(GIVEN ENTRIES):
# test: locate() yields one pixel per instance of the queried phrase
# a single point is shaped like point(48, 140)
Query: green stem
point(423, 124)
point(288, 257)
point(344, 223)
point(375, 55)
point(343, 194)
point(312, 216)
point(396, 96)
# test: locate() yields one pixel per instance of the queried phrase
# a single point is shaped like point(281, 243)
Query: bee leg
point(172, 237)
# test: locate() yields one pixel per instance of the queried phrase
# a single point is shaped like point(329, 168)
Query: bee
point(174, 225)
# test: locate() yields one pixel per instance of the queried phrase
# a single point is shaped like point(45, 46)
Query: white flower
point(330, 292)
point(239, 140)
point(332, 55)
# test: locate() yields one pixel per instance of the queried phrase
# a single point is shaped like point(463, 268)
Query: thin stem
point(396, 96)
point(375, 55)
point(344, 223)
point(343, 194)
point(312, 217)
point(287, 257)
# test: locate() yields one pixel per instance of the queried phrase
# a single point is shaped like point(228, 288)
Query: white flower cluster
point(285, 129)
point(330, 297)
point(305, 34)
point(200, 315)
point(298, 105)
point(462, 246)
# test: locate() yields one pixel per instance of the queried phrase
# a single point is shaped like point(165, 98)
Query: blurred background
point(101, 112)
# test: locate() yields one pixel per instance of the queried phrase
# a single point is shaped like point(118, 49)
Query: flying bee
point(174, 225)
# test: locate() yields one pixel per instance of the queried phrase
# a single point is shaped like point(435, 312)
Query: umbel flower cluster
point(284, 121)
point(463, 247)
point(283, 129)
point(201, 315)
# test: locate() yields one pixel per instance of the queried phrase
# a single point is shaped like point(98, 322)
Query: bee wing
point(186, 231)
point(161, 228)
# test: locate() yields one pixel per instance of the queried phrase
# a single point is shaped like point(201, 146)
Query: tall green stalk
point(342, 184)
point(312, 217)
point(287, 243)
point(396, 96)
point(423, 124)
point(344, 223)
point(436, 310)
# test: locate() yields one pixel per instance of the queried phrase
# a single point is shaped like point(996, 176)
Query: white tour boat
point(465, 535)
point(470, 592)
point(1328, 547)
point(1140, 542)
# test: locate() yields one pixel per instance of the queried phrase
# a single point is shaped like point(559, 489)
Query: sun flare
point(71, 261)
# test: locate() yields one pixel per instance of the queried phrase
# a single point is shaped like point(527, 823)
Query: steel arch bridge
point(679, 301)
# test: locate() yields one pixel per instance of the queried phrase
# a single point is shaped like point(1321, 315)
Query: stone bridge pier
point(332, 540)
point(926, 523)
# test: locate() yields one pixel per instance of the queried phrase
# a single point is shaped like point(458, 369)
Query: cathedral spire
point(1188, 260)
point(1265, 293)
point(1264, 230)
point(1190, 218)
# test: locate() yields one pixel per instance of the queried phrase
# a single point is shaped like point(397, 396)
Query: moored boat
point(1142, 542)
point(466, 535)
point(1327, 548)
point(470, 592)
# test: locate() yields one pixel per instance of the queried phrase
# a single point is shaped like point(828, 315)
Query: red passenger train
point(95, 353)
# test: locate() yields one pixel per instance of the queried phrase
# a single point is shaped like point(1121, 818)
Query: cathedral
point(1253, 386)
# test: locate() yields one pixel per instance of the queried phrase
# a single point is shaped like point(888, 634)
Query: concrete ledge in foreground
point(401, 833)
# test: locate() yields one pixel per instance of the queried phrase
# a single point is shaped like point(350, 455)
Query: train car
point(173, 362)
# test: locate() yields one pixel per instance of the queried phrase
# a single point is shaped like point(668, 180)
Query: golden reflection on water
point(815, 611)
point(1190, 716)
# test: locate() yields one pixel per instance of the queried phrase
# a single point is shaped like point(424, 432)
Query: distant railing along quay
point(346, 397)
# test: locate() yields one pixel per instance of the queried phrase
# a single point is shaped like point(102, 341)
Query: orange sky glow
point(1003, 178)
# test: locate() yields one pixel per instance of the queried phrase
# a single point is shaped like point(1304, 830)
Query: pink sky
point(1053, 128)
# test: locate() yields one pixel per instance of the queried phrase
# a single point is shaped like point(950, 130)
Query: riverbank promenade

(TASK INSTRUCTIONS):
Restate the records exactly. Leave nothing out.

(TASK RESPONSE):
# test: locate() yields one pixel per instance of the queried phrase
# a single point is shaped like point(48, 140)
Query: green stem
point(423, 124)
point(288, 257)
point(344, 223)
point(375, 55)
point(343, 194)
point(312, 216)
point(396, 96)
# test: locate() yields one pixel per instance of the queried phrase
# a single point is shaped like point(281, 243)
Query: bee leg
point(172, 237)
# test: locate() yields one pixel per instance of the queried phrase
# a single point is shaped like point(329, 168)
Query: bee
point(174, 225)
# test: locate() yields one pixel per instance of the queried phrase
# a single point is shaped like point(45, 46)
Query: white flower
point(330, 292)
point(239, 140)
point(332, 55)
# test: locate() yields one pixel per instance of the queried phrase
# a single point is shaped like point(463, 268)
Query: thin stem
point(396, 96)
point(375, 55)
point(344, 223)
point(343, 194)
point(312, 217)
point(287, 257)
# test: locate() yields one pixel per instance of the queried phrase
# a single point is shaped like point(228, 288)
Query: white flower cluster
point(285, 129)
point(330, 297)
point(305, 34)
point(200, 315)
point(298, 105)
point(462, 246)
# test: locate() yields one pixel per instance of the queried phrase
# a single point is shaped like point(165, 98)
Query: blurred background
point(101, 112)
# test: locate() yields one pixel per instance of the queried phrase
# a single point is shaped like point(118, 49)
Query: flying bee
point(174, 225)
# test: locate() yields one pixel per instance of the queried phrase
# a single point is shaped like point(435, 312)
Query: umbel flower cluster
point(284, 121)
point(463, 247)
point(283, 129)
point(201, 315)
# test: locate() yields one pixel per instance of the queried phrase
# a single point is shaped like point(98, 322)
Query: bee wing
point(186, 231)
point(161, 228)
# test: locate() yields one pixel per instance of the queried phrase
# a single point is shaped like point(201, 146)
Query: tall green stalk
point(342, 184)
point(312, 217)
point(287, 243)
point(396, 96)
point(423, 124)
point(344, 223)
point(436, 310)
# test: locate() yields one pixel per instance of the queried phrase
# a single point is shaped like point(996, 176)
Query: white tour boat
point(465, 535)
point(470, 592)
point(1328, 547)
point(1140, 542)
# test: locate() yields one pixel per instance of the queried phrase
# a single point is shaped like point(559, 489)
Query: sun flare
point(71, 261)
# test: locate() yields one pixel per instance of the queried phrase
# a single point is shaped like point(527, 823)
Query: steel arch bridge
point(679, 301)
# test: locate() yields one pixel per instance of the queried phrase
# a single point is shaped like point(1321, 315)
Query: stone bridge pier
point(332, 540)
point(926, 523)
# test: locate() yields one pixel per instance of the queried phrase
# a single point is shaped like point(458, 369)
Query: cathedral spire
point(1188, 260)
point(1265, 293)
point(1264, 230)
point(1190, 218)
# test: locate() yields one pixel per instance of the queried phrase
# a single point is shaped like point(397, 396)
Query: moored boat
point(1142, 542)
point(466, 535)
point(1327, 548)
point(470, 592)
# test: locate() yields one pixel per instance of the queried phrase
# a single point is shaped like point(828, 315)
Query: red passenger train
point(95, 353)
# test: locate() yields one pixel per instance of the queried phrase
# a single point is shaped like point(1121, 818)
Query: cathedral
point(1253, 386)
# test: locate() yields one pixel per instance of the queried phrase
# a single point is shaped like point(888, 634)
Query: concrete ledge in foreground
point(401, 833)
# test: locate() yields one pixel per instance of the queried phrase
# a single point is shaped like point(350, 455)
Query: train car
point(173, 362)
# test: locate() yields one pixel per instance of the queried phrase
# a single point is shaped like point(668, 180)
Query: golden reflection on water
point(815, 611)
point(1190, 716)
# test: locate() yields one pixel per instance of the queried phrase
# a single point is shaped like point(424, 432)
Query: distant railing along quay
point(346, 397)
# test: locate() yields one pixel per instance of the queried phrase
# a single point is shaped like point(102, 341)
Query: orange sky glow
point(1003, 178)
# test: locate() yields one pixel per instance of the queried phrase
# a single point is shaped like point(1304, 830)
Query: pink sky
point(1053, 128)
# test: locate() yields one pixel per instance of the queried phrase
# a single point is shaped like point(950, 130)
Query: riverbank promenade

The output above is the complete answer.